Bounding box annotation entries
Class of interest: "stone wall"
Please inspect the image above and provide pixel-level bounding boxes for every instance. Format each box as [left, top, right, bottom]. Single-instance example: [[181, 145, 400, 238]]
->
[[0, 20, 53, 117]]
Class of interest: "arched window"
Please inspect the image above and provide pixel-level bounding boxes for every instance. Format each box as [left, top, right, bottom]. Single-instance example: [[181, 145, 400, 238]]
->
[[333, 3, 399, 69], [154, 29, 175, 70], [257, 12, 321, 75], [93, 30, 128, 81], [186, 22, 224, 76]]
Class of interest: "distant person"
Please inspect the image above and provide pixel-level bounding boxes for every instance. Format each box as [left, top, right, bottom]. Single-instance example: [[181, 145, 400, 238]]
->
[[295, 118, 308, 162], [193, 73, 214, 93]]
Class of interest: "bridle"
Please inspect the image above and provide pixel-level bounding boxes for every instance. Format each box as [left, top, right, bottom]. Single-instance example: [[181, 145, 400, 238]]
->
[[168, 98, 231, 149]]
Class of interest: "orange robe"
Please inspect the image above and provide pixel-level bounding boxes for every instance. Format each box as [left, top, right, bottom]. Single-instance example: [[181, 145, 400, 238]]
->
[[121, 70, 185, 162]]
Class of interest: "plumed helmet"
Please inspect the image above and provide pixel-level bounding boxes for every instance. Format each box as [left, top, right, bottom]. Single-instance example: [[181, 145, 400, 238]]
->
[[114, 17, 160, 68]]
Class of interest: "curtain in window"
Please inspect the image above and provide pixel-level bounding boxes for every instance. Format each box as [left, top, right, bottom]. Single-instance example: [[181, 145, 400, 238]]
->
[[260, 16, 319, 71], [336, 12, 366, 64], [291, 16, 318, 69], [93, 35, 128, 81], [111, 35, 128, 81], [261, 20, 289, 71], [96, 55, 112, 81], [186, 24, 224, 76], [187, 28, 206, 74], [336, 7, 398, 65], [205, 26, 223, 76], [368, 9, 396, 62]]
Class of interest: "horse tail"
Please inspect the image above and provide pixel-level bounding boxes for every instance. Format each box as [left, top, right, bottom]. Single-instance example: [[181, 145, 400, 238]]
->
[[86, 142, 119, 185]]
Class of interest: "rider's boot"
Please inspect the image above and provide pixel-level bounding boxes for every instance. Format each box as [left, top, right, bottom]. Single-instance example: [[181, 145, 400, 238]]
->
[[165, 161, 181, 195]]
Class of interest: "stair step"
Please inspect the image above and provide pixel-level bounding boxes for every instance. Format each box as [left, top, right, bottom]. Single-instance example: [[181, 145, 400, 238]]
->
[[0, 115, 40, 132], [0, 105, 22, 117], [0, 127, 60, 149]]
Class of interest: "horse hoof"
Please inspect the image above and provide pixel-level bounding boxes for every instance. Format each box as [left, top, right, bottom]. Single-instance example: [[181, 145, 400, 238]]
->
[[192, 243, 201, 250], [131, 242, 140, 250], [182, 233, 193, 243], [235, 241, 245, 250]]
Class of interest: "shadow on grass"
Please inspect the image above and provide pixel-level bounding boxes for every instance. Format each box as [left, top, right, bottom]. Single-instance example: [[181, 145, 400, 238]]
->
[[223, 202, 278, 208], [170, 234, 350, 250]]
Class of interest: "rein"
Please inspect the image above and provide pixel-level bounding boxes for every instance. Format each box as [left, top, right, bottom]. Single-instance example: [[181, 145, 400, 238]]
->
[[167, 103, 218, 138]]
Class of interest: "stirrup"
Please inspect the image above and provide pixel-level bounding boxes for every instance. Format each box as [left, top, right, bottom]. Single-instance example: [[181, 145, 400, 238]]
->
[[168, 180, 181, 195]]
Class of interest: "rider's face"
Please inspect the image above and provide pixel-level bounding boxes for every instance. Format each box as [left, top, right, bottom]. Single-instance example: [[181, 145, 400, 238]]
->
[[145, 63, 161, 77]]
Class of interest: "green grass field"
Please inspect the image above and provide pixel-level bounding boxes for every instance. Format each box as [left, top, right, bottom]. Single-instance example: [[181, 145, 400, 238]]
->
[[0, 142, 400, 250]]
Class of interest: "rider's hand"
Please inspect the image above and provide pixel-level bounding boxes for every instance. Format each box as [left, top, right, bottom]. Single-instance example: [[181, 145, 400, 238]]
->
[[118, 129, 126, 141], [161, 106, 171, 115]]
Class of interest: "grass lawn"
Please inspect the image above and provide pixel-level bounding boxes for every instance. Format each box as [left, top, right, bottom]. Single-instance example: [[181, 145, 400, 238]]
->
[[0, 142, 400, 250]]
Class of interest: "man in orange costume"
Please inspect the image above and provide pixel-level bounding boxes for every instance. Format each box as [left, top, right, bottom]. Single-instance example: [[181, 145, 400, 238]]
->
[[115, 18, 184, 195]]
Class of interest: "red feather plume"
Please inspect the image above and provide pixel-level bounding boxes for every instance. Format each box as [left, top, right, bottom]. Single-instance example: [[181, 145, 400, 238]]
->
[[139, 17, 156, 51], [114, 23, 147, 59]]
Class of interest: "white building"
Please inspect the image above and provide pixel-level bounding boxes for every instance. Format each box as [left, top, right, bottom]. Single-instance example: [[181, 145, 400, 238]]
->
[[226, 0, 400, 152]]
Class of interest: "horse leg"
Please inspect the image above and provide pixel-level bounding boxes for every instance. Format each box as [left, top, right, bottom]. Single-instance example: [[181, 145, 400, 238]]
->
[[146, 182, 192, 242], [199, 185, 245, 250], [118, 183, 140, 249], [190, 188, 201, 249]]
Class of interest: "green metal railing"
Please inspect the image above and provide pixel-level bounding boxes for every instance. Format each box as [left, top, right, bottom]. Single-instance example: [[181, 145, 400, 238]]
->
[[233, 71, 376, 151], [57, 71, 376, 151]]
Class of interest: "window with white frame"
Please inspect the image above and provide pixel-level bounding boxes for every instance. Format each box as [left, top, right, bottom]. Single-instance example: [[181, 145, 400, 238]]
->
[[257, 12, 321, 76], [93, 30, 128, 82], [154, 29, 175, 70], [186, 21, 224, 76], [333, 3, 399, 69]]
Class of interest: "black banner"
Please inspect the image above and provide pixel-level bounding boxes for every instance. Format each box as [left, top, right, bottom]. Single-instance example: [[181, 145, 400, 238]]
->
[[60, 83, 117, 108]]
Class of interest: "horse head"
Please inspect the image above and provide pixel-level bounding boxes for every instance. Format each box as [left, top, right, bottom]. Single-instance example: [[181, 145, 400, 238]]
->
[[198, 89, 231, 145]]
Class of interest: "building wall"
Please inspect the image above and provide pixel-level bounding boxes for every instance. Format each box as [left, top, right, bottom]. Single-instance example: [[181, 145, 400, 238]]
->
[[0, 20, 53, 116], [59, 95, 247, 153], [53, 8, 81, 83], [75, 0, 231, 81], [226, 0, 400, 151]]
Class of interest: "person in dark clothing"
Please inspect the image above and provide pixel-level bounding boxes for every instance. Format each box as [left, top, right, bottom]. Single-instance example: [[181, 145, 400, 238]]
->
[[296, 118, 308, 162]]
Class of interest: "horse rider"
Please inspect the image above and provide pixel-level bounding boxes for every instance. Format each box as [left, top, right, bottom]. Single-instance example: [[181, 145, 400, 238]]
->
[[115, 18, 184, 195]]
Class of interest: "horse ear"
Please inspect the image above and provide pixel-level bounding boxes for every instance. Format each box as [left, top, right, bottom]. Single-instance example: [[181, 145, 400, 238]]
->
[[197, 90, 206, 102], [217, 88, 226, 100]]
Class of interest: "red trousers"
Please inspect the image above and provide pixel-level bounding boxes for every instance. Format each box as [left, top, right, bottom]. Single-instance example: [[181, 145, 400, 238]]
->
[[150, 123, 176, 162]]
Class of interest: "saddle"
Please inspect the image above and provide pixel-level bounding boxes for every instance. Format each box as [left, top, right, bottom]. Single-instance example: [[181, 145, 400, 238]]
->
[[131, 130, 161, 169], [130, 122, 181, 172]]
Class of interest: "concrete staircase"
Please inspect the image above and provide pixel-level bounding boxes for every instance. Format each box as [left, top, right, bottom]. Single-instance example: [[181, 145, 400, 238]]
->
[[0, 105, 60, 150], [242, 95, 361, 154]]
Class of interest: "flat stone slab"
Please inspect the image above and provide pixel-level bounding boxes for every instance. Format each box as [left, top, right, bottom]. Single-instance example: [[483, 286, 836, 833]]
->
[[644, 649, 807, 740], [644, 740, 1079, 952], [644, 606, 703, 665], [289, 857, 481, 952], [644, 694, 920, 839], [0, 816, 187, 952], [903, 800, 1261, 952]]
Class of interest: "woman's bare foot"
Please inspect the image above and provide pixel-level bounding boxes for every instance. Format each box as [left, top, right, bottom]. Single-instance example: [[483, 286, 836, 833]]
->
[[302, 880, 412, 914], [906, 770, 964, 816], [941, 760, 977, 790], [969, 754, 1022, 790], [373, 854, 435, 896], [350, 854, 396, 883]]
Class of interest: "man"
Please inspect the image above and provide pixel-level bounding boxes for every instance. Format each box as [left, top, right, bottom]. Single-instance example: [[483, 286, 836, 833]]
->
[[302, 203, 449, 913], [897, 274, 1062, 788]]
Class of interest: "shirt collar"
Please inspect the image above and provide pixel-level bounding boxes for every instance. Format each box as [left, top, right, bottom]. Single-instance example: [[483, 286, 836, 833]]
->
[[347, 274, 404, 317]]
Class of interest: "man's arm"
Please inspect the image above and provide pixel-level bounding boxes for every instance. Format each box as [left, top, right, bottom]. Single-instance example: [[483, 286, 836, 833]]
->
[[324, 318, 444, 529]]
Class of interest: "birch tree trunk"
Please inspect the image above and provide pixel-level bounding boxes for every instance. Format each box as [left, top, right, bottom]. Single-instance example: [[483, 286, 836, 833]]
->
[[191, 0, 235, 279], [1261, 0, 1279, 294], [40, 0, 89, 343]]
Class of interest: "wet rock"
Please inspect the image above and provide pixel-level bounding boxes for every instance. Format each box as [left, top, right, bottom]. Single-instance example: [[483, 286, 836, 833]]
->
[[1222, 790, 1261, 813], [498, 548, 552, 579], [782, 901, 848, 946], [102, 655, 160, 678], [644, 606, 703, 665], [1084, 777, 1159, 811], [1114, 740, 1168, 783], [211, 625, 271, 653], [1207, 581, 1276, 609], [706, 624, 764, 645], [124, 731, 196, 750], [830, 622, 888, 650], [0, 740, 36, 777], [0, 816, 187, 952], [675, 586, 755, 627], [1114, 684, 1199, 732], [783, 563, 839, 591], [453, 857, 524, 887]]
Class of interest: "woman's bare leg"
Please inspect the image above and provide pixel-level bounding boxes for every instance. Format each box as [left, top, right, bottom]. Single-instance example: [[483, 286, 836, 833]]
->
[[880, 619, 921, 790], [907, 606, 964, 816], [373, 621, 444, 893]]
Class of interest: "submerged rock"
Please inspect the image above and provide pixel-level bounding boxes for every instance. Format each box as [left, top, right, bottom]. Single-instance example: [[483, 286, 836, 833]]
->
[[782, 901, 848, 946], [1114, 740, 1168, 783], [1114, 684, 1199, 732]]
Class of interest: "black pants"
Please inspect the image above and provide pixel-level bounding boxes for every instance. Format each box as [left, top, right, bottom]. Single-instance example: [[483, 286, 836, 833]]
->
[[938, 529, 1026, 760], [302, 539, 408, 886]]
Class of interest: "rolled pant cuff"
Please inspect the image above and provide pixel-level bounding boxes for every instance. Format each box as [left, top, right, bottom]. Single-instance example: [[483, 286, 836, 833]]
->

Given request.
Copy the rows above word for word, from the first line through the line containing "[[295, 118, 308, 162], [193, 73, 214, 93]]", including that line.

Solution to this problem.
Class of interest: "stone wall"
Please inspect the image above and provide pixel-level bounding boxes for every instance. Format each box as [left, top, right, bottom]. Single-instance example: [[181, 145, 400, 238]]
->
[[0, 20, 53, 117]]
Class of interest: "arched window"
Please inspect the image above and provide pixel-level bounding boxes for every instance. Format each box as [left, top, right, bottom]. Single-instance example: [[181, 145, 400, 238]]
->
[[333, 3, 399, 69], [154, 29, 175, 70], [257, 12, 321, 75], [93, 30, 128, 81], [186, 22, 224, 76]]
Class of interest: "distant person"
Please inspect the image above and provide pixel-level bounding boxes for every instance. Format each box as [left, top, right, bottom]. Single-instance example: [[181, 145, 400, 238]]
->
[[295, 118, 308, 162], [193, 73, 214, 93]]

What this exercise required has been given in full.